**Selected passage**.
☆ ☆ ☆ ☆ ☆ ☆ ☆

# Website in a hour!



## RCP

Another day of thunder and lightning and I can't do much except play on my laptop with my dog (one of those terrifying Doberman Pinschers) hiding under my arm!

So I get on to GoDaddy, buy a domain for 10.57 for a year and use the website tonite feature. I changed very little, mostly just name and info, the rest of the text was there.

I never used this before and it was really user friendly!
Not looking for a critique, there is a lot that can be improved.
I just want to show how easy it is to get a basic site up and running.
So for those of you who have been putting it off, go for it!


www.utahpainters.com


----------



## KLaw

RCP said:


> Another day of thunder and lightning and I can't do much except play on my laptop with my dog (one of those terrifying Doberman Pinschers) hiding under my arm!
> 
> So I get on to GoDaddy, buy a domain for 10.57 for a year and use the website tonite feature. I changed very little, mostly just name and info, the rest of the text was there.
> 
> I never used this before and it was really user friendly!
> Not looking for a critique, there is a lot that can be improved.

☆ ☆ ☆ ☆ ☆ ☆ ☆

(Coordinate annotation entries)
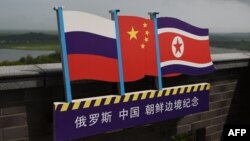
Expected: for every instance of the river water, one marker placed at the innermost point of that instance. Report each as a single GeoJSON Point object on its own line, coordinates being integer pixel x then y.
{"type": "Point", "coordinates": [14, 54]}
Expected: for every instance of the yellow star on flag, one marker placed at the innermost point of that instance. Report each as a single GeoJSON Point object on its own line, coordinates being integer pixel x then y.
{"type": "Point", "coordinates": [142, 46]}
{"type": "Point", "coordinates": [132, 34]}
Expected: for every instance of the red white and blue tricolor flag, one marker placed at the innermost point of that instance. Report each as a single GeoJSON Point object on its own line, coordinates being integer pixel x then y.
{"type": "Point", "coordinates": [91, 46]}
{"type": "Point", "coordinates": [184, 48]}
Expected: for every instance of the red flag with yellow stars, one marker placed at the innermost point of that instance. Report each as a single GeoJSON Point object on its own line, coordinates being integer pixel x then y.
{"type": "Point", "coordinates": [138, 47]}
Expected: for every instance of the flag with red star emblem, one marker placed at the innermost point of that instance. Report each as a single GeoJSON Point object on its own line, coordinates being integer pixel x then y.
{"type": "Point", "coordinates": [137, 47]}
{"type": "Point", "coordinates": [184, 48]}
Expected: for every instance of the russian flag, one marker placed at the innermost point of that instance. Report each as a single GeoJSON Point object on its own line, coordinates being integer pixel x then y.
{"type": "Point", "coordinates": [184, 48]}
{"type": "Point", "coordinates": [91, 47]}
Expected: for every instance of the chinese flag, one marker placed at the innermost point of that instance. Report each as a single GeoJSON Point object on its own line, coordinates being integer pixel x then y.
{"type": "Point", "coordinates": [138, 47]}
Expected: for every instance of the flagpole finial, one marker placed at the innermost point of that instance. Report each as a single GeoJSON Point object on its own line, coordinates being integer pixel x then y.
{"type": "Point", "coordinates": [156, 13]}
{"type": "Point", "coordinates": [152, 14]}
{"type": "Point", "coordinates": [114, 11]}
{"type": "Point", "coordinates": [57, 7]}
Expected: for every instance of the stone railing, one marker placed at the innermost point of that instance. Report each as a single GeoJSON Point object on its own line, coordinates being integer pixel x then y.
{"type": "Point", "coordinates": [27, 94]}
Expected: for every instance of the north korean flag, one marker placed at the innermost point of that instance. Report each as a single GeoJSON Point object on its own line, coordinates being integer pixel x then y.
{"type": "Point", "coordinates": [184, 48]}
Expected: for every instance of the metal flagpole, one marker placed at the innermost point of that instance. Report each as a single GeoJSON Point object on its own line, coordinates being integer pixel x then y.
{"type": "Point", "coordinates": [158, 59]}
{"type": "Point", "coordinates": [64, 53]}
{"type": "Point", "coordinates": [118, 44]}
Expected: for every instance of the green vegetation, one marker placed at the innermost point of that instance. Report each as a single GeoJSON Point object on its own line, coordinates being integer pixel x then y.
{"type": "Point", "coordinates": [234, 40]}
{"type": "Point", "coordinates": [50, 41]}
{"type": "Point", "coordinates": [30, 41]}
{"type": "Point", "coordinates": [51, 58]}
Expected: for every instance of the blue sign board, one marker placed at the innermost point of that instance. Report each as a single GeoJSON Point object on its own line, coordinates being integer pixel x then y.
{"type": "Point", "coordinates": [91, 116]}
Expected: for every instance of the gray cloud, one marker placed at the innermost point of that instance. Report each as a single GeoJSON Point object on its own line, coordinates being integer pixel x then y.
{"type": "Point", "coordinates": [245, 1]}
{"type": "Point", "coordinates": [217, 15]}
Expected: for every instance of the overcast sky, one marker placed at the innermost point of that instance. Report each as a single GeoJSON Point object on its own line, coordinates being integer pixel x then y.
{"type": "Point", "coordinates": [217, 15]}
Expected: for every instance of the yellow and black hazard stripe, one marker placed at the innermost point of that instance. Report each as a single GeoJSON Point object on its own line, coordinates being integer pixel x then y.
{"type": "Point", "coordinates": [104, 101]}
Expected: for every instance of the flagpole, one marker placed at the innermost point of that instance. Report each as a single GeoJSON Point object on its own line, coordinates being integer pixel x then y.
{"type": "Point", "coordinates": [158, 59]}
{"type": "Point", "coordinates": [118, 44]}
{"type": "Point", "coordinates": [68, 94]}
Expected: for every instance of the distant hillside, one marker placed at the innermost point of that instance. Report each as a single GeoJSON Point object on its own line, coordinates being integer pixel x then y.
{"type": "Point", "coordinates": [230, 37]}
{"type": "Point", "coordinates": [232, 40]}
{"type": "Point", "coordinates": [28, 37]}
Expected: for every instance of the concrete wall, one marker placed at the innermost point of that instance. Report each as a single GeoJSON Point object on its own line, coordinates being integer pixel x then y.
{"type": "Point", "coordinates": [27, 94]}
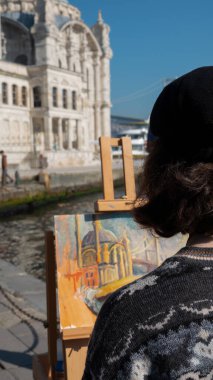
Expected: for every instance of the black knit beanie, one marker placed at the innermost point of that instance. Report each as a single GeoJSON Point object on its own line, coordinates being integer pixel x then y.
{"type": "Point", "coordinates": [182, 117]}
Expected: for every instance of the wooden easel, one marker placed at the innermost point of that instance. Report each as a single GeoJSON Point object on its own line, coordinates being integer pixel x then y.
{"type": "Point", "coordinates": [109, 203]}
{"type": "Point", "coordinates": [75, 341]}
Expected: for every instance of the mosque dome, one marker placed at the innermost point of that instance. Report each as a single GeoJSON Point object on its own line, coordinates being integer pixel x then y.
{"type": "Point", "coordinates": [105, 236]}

☆ ☆ ☆ ☆ ☆ ☆ ☆

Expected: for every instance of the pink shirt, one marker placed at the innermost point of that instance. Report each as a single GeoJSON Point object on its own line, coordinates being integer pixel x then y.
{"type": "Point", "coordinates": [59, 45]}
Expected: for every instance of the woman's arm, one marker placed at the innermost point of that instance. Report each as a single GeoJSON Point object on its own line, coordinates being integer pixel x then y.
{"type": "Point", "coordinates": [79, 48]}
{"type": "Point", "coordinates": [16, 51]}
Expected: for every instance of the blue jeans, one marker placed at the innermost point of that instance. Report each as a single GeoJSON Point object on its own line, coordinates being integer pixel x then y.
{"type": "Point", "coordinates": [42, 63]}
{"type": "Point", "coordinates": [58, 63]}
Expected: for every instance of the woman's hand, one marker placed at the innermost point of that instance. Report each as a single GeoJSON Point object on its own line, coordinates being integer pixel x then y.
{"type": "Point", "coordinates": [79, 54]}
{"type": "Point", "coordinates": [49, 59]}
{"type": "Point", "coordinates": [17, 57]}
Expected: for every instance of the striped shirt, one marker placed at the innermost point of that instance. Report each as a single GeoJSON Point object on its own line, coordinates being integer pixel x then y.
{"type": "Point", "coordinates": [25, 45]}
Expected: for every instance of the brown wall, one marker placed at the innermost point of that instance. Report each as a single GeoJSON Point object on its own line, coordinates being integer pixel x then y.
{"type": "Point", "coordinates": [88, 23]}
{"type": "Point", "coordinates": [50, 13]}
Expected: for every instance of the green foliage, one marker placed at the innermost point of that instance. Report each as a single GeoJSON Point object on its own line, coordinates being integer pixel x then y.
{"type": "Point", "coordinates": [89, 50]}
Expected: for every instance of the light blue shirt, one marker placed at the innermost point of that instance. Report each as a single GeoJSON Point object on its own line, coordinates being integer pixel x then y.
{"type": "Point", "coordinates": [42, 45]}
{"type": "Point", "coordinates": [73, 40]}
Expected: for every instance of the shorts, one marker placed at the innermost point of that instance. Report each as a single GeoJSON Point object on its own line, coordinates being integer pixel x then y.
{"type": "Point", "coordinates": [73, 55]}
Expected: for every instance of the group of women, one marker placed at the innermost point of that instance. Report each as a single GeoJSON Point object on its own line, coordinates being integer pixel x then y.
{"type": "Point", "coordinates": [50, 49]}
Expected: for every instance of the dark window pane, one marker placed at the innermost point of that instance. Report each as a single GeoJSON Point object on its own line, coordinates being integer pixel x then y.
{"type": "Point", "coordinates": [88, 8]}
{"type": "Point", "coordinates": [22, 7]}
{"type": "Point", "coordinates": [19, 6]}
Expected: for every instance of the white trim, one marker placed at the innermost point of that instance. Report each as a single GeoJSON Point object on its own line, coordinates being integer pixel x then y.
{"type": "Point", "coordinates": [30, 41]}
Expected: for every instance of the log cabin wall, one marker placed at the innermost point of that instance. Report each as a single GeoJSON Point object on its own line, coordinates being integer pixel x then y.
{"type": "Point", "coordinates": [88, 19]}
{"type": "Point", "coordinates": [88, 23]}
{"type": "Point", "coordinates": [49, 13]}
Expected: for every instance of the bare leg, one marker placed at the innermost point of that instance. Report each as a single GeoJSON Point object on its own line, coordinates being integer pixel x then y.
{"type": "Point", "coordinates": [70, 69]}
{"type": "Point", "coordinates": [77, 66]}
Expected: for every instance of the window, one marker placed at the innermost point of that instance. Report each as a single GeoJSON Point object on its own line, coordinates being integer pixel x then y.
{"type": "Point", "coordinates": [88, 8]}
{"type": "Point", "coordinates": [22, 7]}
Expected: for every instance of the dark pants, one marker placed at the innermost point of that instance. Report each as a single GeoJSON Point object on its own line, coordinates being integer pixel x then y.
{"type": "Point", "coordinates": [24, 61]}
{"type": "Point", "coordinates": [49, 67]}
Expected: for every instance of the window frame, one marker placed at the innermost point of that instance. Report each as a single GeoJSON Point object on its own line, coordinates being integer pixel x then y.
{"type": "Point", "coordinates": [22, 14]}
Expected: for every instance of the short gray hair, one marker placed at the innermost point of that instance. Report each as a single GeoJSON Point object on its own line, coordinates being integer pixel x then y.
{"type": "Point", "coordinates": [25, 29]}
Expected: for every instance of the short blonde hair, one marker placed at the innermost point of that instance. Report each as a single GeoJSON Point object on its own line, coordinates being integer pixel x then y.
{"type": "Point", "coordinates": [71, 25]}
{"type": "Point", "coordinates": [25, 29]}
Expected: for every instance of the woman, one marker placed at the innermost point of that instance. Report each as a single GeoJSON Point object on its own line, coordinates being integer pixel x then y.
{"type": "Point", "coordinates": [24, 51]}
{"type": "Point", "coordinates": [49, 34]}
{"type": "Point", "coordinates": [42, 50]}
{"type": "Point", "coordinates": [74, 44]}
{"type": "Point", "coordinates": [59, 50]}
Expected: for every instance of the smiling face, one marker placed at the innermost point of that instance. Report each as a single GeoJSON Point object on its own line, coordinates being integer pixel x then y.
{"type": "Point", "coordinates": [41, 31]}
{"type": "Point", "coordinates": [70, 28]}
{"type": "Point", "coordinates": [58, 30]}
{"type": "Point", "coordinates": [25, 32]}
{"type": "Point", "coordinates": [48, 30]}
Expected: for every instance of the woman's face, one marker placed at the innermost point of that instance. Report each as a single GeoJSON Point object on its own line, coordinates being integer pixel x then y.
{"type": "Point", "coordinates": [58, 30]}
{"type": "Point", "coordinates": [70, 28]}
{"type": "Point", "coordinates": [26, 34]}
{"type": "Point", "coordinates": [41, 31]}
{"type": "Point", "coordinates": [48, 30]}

☆ ☆ ☆ ☆ ☆ ☆ ☆

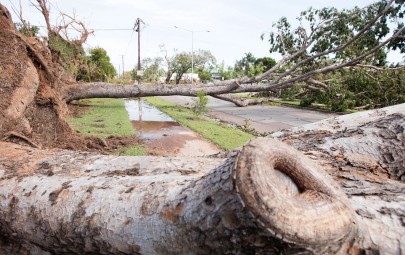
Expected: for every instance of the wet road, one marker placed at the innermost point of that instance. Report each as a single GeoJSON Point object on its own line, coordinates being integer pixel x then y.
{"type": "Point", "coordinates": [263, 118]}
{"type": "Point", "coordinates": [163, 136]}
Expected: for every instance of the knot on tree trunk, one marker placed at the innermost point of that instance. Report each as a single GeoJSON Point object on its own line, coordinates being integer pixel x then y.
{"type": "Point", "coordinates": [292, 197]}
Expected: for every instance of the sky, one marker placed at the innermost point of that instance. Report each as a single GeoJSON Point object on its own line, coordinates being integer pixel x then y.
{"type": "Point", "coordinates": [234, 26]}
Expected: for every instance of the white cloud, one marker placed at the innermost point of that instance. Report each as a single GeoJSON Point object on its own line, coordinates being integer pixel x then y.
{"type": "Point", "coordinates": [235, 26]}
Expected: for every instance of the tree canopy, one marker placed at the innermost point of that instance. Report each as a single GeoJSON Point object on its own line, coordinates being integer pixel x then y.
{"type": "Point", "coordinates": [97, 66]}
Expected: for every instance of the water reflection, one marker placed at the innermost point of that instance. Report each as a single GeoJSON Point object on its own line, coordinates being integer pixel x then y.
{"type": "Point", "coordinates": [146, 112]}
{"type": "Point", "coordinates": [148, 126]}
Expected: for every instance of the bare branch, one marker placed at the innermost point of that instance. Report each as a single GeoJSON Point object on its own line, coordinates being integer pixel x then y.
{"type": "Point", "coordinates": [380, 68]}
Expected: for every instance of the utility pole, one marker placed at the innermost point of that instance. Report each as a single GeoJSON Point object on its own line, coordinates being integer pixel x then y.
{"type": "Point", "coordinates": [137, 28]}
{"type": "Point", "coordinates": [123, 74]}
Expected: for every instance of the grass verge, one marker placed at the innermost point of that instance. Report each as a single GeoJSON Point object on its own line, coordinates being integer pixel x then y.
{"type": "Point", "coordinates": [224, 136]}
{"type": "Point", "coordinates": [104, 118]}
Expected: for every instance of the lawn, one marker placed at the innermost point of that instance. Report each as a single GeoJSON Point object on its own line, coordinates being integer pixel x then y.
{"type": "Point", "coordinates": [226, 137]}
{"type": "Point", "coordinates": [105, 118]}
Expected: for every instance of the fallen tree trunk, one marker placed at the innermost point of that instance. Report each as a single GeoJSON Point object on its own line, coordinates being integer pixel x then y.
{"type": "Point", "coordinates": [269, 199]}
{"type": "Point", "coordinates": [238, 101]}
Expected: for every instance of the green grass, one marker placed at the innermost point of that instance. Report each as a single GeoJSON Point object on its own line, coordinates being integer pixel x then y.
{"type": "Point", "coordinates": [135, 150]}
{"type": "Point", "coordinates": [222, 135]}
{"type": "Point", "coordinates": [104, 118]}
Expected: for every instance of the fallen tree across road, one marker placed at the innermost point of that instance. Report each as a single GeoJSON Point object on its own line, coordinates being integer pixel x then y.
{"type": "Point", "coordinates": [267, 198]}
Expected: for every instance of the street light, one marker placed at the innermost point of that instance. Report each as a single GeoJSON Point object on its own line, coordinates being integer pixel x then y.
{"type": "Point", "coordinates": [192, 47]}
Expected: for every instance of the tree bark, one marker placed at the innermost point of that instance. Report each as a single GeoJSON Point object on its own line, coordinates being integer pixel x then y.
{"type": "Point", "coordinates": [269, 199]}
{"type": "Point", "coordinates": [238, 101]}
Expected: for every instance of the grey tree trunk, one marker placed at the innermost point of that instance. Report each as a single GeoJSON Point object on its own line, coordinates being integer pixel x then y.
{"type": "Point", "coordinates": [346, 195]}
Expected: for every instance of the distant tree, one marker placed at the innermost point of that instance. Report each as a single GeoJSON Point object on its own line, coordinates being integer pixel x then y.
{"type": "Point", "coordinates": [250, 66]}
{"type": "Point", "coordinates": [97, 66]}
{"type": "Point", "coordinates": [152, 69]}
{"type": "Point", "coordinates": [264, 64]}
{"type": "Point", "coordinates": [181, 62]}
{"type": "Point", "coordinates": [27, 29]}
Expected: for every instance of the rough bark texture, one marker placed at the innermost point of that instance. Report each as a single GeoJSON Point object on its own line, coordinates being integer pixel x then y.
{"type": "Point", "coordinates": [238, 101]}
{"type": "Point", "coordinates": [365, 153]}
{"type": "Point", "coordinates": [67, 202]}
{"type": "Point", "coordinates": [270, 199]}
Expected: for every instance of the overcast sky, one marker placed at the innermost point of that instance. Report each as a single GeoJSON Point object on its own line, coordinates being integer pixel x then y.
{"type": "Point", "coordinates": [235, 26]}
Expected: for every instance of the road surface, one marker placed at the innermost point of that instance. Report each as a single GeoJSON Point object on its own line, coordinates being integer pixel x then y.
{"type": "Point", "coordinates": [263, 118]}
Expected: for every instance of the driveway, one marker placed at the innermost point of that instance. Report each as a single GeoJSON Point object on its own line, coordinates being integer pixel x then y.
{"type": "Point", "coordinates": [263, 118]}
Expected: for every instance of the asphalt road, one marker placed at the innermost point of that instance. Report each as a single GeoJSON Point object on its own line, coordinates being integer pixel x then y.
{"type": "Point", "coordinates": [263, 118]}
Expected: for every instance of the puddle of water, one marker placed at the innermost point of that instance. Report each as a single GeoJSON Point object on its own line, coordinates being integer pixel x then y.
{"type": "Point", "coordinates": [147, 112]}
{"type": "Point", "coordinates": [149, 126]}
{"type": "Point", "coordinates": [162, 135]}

☆ ☆ ☆ ☆ ☆ ☆ ☆

**What is expected**.
Continue the forum thread about setting up a website in an hour, starting after its final line. These records were taken from a separate source.

**Answer for this exercise**.
> I just want to show how easy it is to get a basic site up and running.
> So for those of you who have been putting it off, go for it!
> 
> 
> www.utahpainters.com


$10.57 per Year or Month? And you get all of that. WOW. Might be a good way to trial and error some stuff (seo, pay per click???) while maintaining your original site. Amazingly, cheap. That's pretty cool and thanks for sharing. Now - no one has an excuse for not having a website.


----------



## RCP

The domain name is 9.99 for one year, gets cheaper if you get it for longer.
The website is hosted free, hence the GoDaddy ads. I pay 4.99 a month for basic hosting for my other sites and will probably add this, as I don't like the ads on it.
That is one of the reasons I did another site, I experiment with these.

I have several domain names, they can all point to my main site, if I ever get it finished!


----------



## KLaw

RCP said:


> The domain name is 9.99 for one year, gets cheaper if you get it for longer.
> The website is hosted free, hence the GoDaddy ads. I pay 4.99 a month for basic hosting for my other sites and will probably add this, as I don't like the ads on it.
> That is one of the reasons I did another site, I experiment with these.
> 
> I have several domain names, they can all point to my main site, if I ever get it finished!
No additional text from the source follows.